- [Data excerpts]:

⁂

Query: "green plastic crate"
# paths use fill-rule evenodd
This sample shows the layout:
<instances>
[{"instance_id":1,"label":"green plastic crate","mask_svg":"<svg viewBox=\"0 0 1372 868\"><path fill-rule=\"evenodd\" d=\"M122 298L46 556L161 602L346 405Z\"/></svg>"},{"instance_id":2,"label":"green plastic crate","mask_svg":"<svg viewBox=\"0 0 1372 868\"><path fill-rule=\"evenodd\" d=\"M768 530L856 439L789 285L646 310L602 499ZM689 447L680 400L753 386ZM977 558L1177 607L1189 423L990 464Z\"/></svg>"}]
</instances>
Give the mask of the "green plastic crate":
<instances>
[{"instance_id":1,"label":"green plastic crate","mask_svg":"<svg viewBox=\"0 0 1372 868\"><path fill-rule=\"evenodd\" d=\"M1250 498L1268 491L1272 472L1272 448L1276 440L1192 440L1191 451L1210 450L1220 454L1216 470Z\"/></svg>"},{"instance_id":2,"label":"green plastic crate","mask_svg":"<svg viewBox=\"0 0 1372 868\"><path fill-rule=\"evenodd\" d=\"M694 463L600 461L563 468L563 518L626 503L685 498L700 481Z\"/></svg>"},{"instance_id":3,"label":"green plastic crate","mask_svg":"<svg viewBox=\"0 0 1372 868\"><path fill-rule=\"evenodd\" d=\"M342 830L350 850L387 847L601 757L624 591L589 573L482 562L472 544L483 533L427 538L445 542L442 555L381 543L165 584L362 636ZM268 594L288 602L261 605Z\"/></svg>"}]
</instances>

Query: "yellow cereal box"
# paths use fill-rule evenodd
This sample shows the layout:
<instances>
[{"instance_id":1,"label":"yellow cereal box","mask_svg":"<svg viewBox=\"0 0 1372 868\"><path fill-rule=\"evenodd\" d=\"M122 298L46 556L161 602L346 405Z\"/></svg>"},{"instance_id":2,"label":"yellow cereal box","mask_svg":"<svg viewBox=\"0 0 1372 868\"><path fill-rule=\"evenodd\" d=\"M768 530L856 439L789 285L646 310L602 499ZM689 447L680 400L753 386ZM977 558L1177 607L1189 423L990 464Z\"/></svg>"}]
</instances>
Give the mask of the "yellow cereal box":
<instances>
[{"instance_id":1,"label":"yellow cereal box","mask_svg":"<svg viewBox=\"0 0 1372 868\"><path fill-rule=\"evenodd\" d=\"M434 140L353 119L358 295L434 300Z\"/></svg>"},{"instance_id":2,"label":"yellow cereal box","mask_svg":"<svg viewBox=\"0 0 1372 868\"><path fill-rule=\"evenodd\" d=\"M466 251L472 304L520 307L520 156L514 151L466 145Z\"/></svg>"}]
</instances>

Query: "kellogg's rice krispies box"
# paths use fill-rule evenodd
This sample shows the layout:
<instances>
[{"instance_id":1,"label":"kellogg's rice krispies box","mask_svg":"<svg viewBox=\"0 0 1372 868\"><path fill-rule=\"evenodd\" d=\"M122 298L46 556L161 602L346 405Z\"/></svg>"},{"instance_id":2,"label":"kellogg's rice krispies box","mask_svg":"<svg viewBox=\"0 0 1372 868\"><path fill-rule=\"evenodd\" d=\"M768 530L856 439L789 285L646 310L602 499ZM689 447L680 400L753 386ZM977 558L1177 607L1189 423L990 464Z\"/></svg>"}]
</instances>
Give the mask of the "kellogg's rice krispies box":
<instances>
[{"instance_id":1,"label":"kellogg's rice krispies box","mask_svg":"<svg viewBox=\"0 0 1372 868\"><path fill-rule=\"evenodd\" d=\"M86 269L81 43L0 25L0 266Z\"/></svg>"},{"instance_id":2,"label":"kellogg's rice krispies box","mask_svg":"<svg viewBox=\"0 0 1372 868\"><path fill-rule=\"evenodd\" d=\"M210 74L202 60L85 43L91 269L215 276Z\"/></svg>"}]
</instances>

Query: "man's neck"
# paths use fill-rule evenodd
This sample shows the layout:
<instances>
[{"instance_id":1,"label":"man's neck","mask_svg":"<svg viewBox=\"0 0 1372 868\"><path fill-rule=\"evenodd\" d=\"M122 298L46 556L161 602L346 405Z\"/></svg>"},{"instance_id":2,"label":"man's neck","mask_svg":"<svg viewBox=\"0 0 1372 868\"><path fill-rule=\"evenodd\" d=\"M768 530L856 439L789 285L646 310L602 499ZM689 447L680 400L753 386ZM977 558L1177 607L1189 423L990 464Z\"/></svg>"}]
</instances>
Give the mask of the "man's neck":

⁂

- [Problem]:
Find each line in the data above that contains the string "krispies" and copy those lines in full.

- [Correct answer]:
Query: "kellogg's rice krispies box"
[{"instance_id":1,"label":"kellogg's rice krispies box","mask_svg":"<svg viewBox=\"0 0 1372 868\"><path fill-rule=\"evenodd\" d=\"M122 298L46 556L161 602L346 405Z\"/></svg>"},{"instance_id":2,"label":"kellogg's rice krispies box","mask_svg":"<svg viewBox=\"0 0 1372 868\"><path fill-rule=\"evenodd\" d=\"M768 530L856 439L789 285L646 310L602 499ZM689 447L680 400L753 386ZM977 558L1177 607L1189 423L990 464Z\"/></svg>"}]
Give the mask of the "kellogg's rice krispies box":
[{"instance_id":1,"label":"kellogg's rice krispies box","mask_svg":"<svg viewBox=\"0 0 1372 868\"><path fill-rule=\"evenodd\" d=\"M86 269L81 43L0 25L0 266Z\"/></svg>"},{"instance_id":2,"label":"kellogg's rice krispies box","mask_svg":"<svg viewBox=\"0 0 1372 868\"><path fill-rule=\"evenodd\" d=\"M210 74L202 60L85 43L91 269L215 276Z\"/></svg>"}]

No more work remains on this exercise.